* **PASSAGE**:

▬▬▬

What work is being done to preserve the East End for future generations, and how do you see local environmentalism evolving?
Pete Topping: As an organization focused on the health of our waterways, Peconic Baykeeper is hopeful that East End environmentalism will focus more on holistic approaches to protecting our environment and waterways. This means that we must start looking at our environment as the delicate and integrated system that it is. What we do on land affects our waters.
We need to stop pointing our fingers at the big house with the big lawn and saying that they’re the problem. Sure, they’re part of the problem but unless we all make the necessary changes to reduce our impacts by upgrading our outdated septic systems, we all continue to pollute our groundwater and ultimately, our waterways. With current county, state and town rebates, this is an increasingly solvable problem for those willing to do their part.
Bob DeLuca: Group for the East End and our fellow conservation organizations across the region, often in concert with their elected representatives, are pressing hard for better wastewater technology, improved land use requirements, more sustainable landscape practices, alternative energy investment, increased land preservation, water conservation and even practical climate action plans, to do what must be done to protect and restore the ecological health of the region and in turn protect the local economy that thrives on environmental health.
There is now a much greater need to focus on reducing the impacts of the already-built environment like septic waste, habitat fragmentation, landscaping practices, traffic, garbage, vegetative waste and the rising tide of drinking water contamination. To make this change we will need to maximize funding and incentives to essentially re-engineer our water supply and wastewater management infrastructure.
Dell Cullum: Kevin McAllister of Defend H2O, Colleen Henn of [Surfrider’s] Blue Water Task Force, all the folks at the Surfrider Foundation’s Eastern Long Island Chapter and, my favorite, Mike Bottini, wildlife biologist and conservationist—these are the folks making a positive impact on our environmental future. I will add myself for starting and keeping alive the annual Shoreline Sweep, the largest volunteer beach clean up on Long Island and beyond. Each year we clean spotless about 50 miles of shoreline (north and south sides) in about four hours, with over 100 volunteers and dozens of sponsors.
Places like the South Fork Natural History Museum, Evelyn Alexander Wildlife Rescue Center, East Hampton Group for Wildlife—these are the folks looking out for the best interest of our wildlife, through education and hands-on help, these folks are the positive trend for our wildlife and their future.
NFEC: The North Fork Environmental Council realizes the enormity of our situation and is doing everything it can to encourage people to use less water and chemicals on their lawns, drive only when necessary, carpool and use mass transit when possible, to increase the amount of native perennial trees, bushes and plants on the lands for which they are responsible, and to open up dialogues between what may seem like disparate groups at first glance, but whose members all have one basic desire—for a healthy environment, healthy economy and healthy people. We need to redefine the term “progress” to include the concept of sustainability. We must do this for our grandchildren, and their children, long after we’re gone.

▬▬▬

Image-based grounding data
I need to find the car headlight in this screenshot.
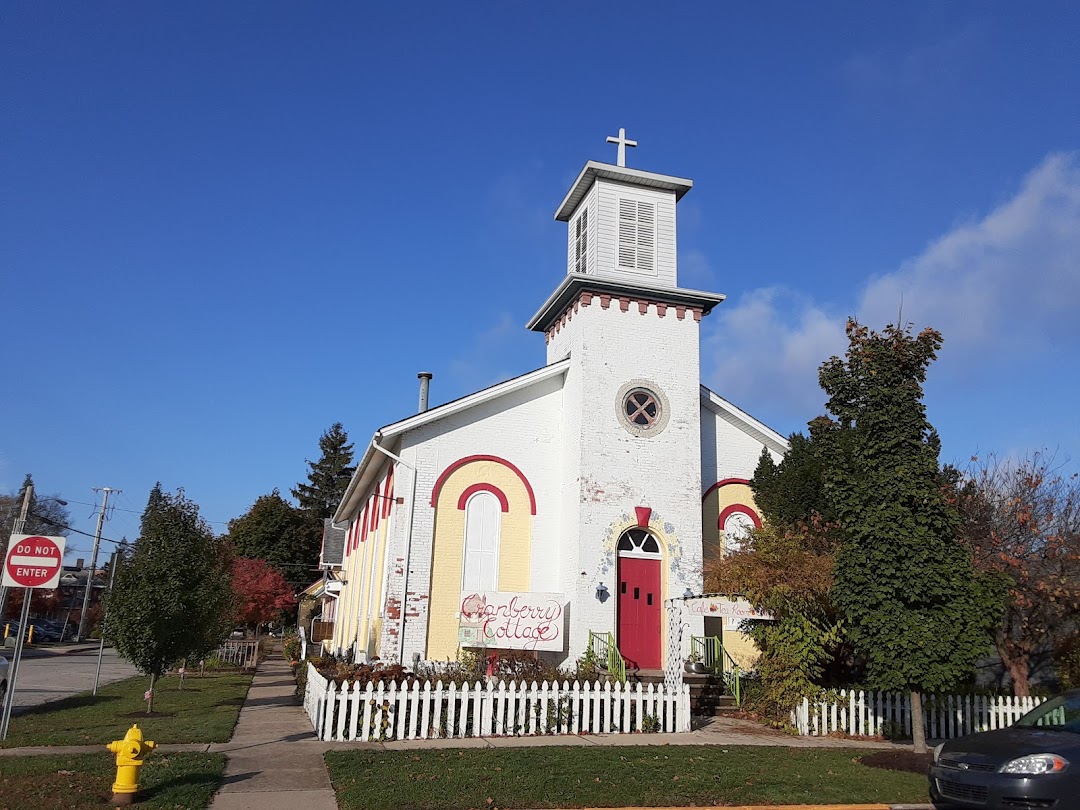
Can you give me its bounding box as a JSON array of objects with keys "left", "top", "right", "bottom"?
[{"left": 1001, "top": 754, "right": 1069, "bottom": 777}]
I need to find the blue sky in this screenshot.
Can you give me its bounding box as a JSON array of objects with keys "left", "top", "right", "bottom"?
[{"left": 0, "top": 1, "right": 1080, "bottom": 552}]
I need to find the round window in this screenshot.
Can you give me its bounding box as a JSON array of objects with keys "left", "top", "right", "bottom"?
[
  {"left": 616, "top": 380, "right": 667, "bottom": 436},
  {"left": 625, "top": 389, "right": 660, "bottom": 428}
]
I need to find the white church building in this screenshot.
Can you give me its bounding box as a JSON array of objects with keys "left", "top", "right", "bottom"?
[{"left": 323, "top": 130, "right": 787, "bottom": 671}]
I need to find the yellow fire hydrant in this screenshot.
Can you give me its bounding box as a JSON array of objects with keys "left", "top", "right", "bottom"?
[{"left": 105, "top": 724, "right": 156, "bottom": 806}]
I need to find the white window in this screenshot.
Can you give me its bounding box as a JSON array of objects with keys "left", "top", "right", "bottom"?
[
  {"left": 619, "top": 198, "right": 657, "bottom": 273},
  {"left": 572, "top": 208, "right": 589, "bottom": 273},
  {"left": 461, "top": 492, "right": 502, "bottom": 592}
]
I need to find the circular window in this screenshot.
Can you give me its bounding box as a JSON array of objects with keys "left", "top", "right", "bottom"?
[
  {"left": 624, "top": 389, "right": 660, "bottom": 428},
  {"left": 616, "top": 380, "right": 667, "bottom": 436}
]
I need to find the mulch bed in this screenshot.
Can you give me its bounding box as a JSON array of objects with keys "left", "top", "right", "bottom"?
[{"left": 860, "top": 751, "right": 934, "bottom": 773}]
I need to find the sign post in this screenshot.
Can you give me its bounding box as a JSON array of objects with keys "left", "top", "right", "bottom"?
[{"left": 0, "top": 535, "right": 66, "bottom": 740}]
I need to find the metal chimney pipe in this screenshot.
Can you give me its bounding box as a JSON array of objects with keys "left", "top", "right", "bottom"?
[{"left": 416, "top": 372, "right": 432, "bottom": 414}]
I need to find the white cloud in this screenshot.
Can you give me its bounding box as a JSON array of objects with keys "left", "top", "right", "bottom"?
[
  {"left": 856, "top": 154, "right": 1080, "bottom": 353},
  {"left": 678, "top": 251, "right": 716, "bottom": 289},
  {"left": 703, "top": 153, "right": 1080, "bottom": 427}
]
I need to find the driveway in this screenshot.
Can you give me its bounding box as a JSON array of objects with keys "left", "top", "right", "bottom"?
[{"left": 4, "top": 645, "right": 136, "bottom": 714}]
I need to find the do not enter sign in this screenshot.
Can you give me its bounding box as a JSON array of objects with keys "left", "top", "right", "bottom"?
[{"left": 3, "top": 535, "right": 65, "bottom": 588}]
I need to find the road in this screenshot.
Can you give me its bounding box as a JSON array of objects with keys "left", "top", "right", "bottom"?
[{"left": 4, "top": 647, "right": 136, "bottom": 714}]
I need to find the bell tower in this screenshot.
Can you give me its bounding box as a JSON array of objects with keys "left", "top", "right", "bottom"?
[{"left": 528, "top": 130, "right": 724, "bottom": 665}]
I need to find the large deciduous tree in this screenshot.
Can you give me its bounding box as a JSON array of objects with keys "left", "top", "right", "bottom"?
[
  {"left": 956, "top": 453, "right": 1080, "bottom": 694},
  {"left": 0, "top": 474, "right": 71, "bottom": 538},
  {"left": 105, "top": 484, "right": 233, "bottom": 711},
  {"left": 293, "top": 422, "right": 355, "bottom": 520},
  {"left": 232, "top": 557, "right": 296, "bottom": 631},
  {"left": 226, "top": 489, "right": 322, "bottom": 588},
  {"left": 811, "top": 321, "right": 1002, "bottom": 752}
]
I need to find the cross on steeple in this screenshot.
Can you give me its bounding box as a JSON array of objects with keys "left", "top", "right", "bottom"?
[{"left": 608, "top": 126, "right": 637, "bottom": 167}]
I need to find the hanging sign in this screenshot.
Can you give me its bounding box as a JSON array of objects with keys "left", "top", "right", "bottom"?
[
  {"left": 458, "top": 591, "right": 566, "bottom": 651},
  {"left": 3, "top": 535, "right": 67, "bottom": 588},
  {"left": 686, "top": 596, "right": 775, "bottom": 630}
]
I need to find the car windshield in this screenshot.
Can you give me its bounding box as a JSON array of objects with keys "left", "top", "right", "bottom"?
[{"left": 1016, "top": 693, "right": 1080, "bottom": 734}]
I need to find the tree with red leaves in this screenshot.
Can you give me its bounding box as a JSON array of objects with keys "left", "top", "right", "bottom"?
[
  {"left": 232, "top": 557, "right": 296, "bottom": 629},
  {"left": 956, "top": 453, "right": 1080, "bottom": 694}
]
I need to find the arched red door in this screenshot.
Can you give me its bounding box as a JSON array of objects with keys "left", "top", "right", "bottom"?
[{"left": 617, "top": 529, "right": 661, "bottom": 670}]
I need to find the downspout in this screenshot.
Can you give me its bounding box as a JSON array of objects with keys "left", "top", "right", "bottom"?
[{"left": 372, "top": 433, "right": 417, "bottom": 663}]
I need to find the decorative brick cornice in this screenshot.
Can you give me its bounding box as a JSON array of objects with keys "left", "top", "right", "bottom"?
[{"left": 544, "top": 292, "right": 702, "bottom": 343}]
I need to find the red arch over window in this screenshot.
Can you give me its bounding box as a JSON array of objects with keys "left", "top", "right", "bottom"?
[
  {"left": 458, "top": 484, "right": 510, "bottom": 512},
  {"left": 701, "top": 478, "right": 750, "bottom": 501},
  {"left": 716, "top": 503, "right": 761, "bottom": 531},
  {"left": 431, "top": 456, "right": 537, "bottom": 515}
]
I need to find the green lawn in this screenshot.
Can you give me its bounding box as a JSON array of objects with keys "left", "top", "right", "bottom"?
[
  {"left": 0, "top": 673, "right": 252, "bottom": 748},
  {"left": 326, "top": 745, "right": 928, "bottom": 810},
  {"left": 0, "top": 752, "right": 225, "bottom": 810}
]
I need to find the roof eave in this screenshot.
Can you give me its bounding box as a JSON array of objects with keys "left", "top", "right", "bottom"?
[
  {"left": 525, "top": 274, "right": 727, "bottom": 332},
  {"left": 555, "top": 160, "right": 693, "bottom": 222}
]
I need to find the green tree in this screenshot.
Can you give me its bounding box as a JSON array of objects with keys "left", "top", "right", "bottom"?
[
  {"left": 811, "top": 321, "right": 1002, "bottom": 752},
  {"left": 750, "top": 433, "right": 832, "bottom": 528},
  {"left": 226, "top": 489, "right": 322, "bottom": 588},
  {"left": 105, "top": 484, "right": 233, "bottom": 712},
  {"left": 292, "top": 422, "right": 356, "bottom": 520}
]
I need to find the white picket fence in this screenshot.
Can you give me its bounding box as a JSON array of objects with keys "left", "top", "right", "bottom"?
[
  {"left": 792, "top": 689, "right": 1045, "bottom": 740},
  {"left": 303, "top": 663, "right": 690, "bottom": 742}
]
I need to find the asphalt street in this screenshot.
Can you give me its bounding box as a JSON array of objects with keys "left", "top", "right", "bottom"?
[{"left": 2, "top": 647, "right": 136, "bottom": 714}]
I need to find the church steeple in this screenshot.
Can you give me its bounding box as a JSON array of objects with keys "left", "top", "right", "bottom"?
[{"left": 555, "top": 127, "right": 693, "bottom": 287}]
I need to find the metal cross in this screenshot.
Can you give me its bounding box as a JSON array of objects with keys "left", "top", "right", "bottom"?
[{"left": 608, "top": 126, "right": 637, "bottom": 167}]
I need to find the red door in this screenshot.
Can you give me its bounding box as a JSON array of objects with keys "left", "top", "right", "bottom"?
[{"left": 618, "top": 557, "right": 660, "bottom": 670}]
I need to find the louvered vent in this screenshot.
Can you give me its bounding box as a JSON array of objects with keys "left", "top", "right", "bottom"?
[
  {"left": 573, "top": 208, "right": 589, "bottom": 273},
  {"left": 619, "top": 199, "right": 657, "bottom": 273}
]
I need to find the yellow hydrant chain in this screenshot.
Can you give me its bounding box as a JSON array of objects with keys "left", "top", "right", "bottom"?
[{"left": 105, "top": 724, "right": 156, "bottom": 805}]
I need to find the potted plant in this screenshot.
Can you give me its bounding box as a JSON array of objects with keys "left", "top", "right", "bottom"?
[{"left": 683, "top": 650, "right": 708, "bottom": 675}]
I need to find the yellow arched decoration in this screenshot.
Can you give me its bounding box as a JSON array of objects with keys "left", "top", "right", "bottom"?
[
  {"left": 701, "top": 481, "right": 758, "bottom": 563},
  {"left": 427, "top": 460, "right": 532, "bottom": 661},
  {"left": 701, "top": 481, "right": 760, "bottom": 670}
]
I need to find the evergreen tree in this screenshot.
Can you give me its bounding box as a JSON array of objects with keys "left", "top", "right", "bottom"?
[
  {"left": 750, "top": 433, "right": 832, "bottom": 527},
  {"left": 226, "top": 489, "right": 322, "bottom": 588},
  {"left": 292, "top": 422, "right": 355, "bottom": 520},
  {"left": 105, "top": 484, "right": 233, "bottom": 712},
  {"left": 811, "top": 321, "right": 1002, "bottom": 751}
]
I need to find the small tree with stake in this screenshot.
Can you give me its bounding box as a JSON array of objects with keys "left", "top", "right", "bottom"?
[
  {"left": 811, "top": 321, "right": 1003, "bottom": 753},
  {"left": 106, "top": 484, "right": 233, "bottom": 713}
]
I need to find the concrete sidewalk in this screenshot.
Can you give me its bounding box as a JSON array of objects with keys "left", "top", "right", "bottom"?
[{"left": 208, "top": 657, "right": 337, "bottom": 810}]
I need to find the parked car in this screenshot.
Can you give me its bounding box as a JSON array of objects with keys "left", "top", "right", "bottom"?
[{"left": 930, "top": 689, "right": 1080, "bottom": 810}]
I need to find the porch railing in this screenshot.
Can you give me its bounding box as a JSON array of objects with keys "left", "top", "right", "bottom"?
[
  {"left": 589, "top": 631, "right": 626, "bottom": 684},
  {"left": 690, "top": 636, "right": 742, "bottom": 706}
]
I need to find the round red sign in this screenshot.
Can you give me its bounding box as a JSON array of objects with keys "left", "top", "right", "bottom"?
[{"left": 4, "top": 537, "right": 64, "bottom": 588}]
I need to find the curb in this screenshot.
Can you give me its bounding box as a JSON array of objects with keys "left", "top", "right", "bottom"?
[{"left": 583, "top": 804, "right": 935, "bottom": 810}]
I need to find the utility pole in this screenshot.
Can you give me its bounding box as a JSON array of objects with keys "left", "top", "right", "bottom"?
[
  {"left": 0, "top": 484, "right": 33, "bottom": 633},
  {"left": 75, "top": 487, "right": 117, "bottom": 642}
]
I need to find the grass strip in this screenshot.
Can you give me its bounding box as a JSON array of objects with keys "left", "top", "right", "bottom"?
[
  {"left": 326, "top": 745, "right": 928, "bottom": 810},
  {"left": 0, "top": 752, "right": 225, "bottom": 810},
  {"left": 0, "top": 673, "right": 252, "bottom": 748}
]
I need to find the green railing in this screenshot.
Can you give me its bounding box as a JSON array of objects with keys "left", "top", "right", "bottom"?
[
  {"left": 589, "top": 630, "right": 626, "bottom": 684},
  {"left": 690, "top": 636, "right": 742, "bottom": 706}
]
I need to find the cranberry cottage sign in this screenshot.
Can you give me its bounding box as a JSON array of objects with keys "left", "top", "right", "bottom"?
[{"left": 458, "top": 591, "right": 566, "bottom": 652}]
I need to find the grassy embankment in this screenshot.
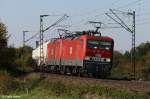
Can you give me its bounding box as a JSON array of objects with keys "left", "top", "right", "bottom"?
[{"left": 0, "top": 72, "right": 150, "bottom": 99}]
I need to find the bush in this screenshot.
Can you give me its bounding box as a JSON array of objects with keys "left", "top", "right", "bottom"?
[{"left": 0, "top": 71, "right": 18, "bottom": 95}]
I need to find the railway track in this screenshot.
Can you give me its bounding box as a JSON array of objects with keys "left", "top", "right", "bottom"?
[{"left": 26, "top": 72, "right": 150, "bottom": 94}]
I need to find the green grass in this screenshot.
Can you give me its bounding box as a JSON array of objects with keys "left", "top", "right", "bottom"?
[{"left": 0, "top": 73, "right": 150, "bottom": 99}]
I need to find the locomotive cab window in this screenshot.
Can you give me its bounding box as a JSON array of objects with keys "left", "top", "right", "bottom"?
[{"left": 87, "top": 40, "right": 112, "bottom": 50}]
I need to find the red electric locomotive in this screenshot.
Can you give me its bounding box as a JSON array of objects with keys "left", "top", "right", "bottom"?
[{"left": 31, "top": 31, "right": 114, "bottom": 76}]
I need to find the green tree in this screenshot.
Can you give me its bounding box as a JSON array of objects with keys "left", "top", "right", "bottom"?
[{"left": 0, "top": 22, "right": 8, "bottom": 48}]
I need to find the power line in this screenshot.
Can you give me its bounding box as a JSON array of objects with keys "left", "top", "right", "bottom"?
[{"left": 116, "top": 0, "right": 141, "bottom": 9}]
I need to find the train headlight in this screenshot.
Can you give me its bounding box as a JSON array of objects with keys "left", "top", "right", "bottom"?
[
  {"left": 85, "top": 56, "right": 90, "bottom": 60},
  {"left": 106, "top": 58, "right": 111, "bottom": 62}
]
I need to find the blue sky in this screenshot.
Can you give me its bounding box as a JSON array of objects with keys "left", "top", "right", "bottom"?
[{"left": 0, "top": 0, "right": 150, "bottom": 51}]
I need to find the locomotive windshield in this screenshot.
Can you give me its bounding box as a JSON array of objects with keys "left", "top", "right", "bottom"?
[{"left": 87, "top": 40, "right": 112, "bottom": 50}]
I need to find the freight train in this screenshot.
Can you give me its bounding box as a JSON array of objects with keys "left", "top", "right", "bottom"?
[{"left": 32, "top": 31, "right": 114, "bottom": 76}]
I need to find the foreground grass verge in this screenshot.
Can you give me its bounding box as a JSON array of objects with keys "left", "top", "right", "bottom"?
[{"left": 0, "top": 74, "right": 150, "bottom": 99}]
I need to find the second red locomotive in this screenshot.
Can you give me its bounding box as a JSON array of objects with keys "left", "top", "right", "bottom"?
[{"left": 33, "top": 31, "right": 114, "bottom": 76}]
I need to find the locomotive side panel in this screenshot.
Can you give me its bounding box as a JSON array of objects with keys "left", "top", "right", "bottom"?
[{"left": 62, "top": 40, "right": 85, "bottom": 66}]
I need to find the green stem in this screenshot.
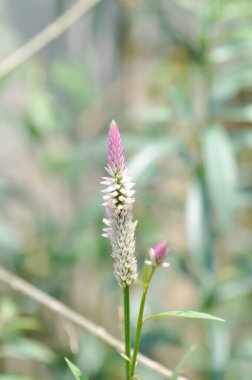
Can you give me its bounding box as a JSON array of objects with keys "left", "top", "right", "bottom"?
[
  {"left": 124, "top": 286, "right": 131, "bottom": 380},
  {"left": 131, "top": 266, "right": 156, "bottom": 379}
]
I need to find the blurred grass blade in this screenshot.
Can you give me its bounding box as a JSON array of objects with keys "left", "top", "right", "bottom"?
[
  {"left": 0, "top": 338, "right": 55, "bottom": 363},
  {"left": 203, "top": 126, "right": 237, "bottom": 233},
  {"left": 169, "top": 346, "right": 196, "bottom": 380},
  {"left": 185, "top": 176, "right": 213, "bottom": 274},
  {"left": 206, "top": 324, "right": 230, "bottom": 379},
  {"left": 144, "top": 310, "right": 225, "bottom": 322},
  {"left": 65, "top": 358, "right": 88, "bottom": 380},
  {"left": 128, "top": 139, "right": 182, "bottom": 179},
  {"left": 0, "top": 373, "right": 33, "bottom": 380}
]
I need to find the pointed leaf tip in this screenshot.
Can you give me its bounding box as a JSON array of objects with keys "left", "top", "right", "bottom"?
[{"left": 143, "top": 310, "right": 225, "bottom": 322}]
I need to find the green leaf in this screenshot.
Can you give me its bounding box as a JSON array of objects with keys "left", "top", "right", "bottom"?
[
  {"left": 128, "top": 139, "right": 182, "bottom": 180},
  {"left": 185, "top": 176, "right": 213, "bottom": 274},
  {"left": 203, "top": 126, "right": 237, "bottom": 233},
  {"left": 169, "top": 346, "right": 196, "bottom": 380},
  {"left": 65, "top": 358, "right": 88, "bottom": 380},
  {"left": 144, "top": 311, "right": 225, "bottom": 322}
]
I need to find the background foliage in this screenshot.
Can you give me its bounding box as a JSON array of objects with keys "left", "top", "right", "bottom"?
[{"left": 0, "top": 0, "right": 252, "bottom": 380}]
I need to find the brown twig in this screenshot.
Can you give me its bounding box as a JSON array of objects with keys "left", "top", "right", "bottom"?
[
  {"left": 0, "top": 267, "right": 188, "bottom": 380},
  {"left": 0, "top": 0, "right": 101, "bottom": 79}
]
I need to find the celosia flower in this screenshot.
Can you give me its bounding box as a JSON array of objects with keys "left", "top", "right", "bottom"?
[
  {"left": 147, "top": 240, "right": 169, "bottom": 267},
  {"left": 101, "top": 121, "right": 137, "bottom": 287}
]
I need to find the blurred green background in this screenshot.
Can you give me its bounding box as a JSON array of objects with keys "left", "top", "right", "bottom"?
[{"left": 0, "top": 0, "right": 252, "bottom": 380}]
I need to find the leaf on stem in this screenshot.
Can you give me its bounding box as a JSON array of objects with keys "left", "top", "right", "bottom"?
[
  {"left": 143, "top": 311, "right": 225, "bottom": 322},
  {"left": 65, "top": 358, "right": 88, "bottom": 380}
]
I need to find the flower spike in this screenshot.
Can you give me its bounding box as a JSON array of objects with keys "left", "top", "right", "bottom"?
[{"left": 101, "top": 121, "right": 138, "bottom": 287}]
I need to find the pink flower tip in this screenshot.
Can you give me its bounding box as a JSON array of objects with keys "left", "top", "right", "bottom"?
[
  {"left": 108, "top": 120, "right": 125, "bottom": 171},
  {"left": 149, "top": 240, "right": 169, "bottom": 265}
]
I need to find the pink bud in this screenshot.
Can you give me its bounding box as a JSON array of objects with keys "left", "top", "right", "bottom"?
[
  {"left": 149, "top": 240, "right": 169, "bottom": 264},
  {"left": 108, "top": 120, "right": 125, "bottom": 171}
]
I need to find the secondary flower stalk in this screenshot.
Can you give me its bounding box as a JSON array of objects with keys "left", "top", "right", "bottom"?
[{"left": 101, "top": 121, "right": 138, "bottom": 288}]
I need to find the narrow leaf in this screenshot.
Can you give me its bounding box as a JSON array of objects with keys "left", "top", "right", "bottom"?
[
  {"left": 144, "top": 311, "right": 225, "bottom": 322},
  {"left": 65, "top": 358, "right": 88, "bottom": 380}
]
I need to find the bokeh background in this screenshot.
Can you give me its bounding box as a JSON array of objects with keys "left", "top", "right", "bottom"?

▬▬▬

* **QUESTIONS**:
1/ Decide whether each statement agrees with the interview on East End environmentalism above, answering yes or no and quoting the words that settle it: (a) The Shoreline Sweep cleans about 50 miles of shoreline in roughly four hours. (b) Pete Topping holds that the big house with the big lawn is solely to blame for the pollution. (c) The North Fork Environmental Council calls for redefining "progress" to include sustainability.
2/ Recast the paragraph of the interview on East End environmentalism that opens "Bob DeLuca: Group for the East End" as a short list, keeping its main facts.

* **ANSWERS FOR THE EXERCISE**:
1/
(a) Yes: "Each year we clean spotless about 50 miles of shoreline (north and south sides) in about four hours"
(b) No: "Sure, they’re part of the problem but unless we all make the necessary changes to reduce our impacts by upgrading our outdated septic systems, we all continue to pollute our groundwater"
(c) Yes: "We need to redefine the term “progress” to include the concept of sustainability."

2/
Group for the East End and other regional conservation organizations, often working with elected representatives, press for:
- better wastewater technology
- improved land use requirements
- more sustainable landscape practices
- alternative energy investment
- increased land preservation
- water conservation
- practical climate action plans

Their goal is to protect and restore the region's ecological health and, in turn, the local economy that depends on it.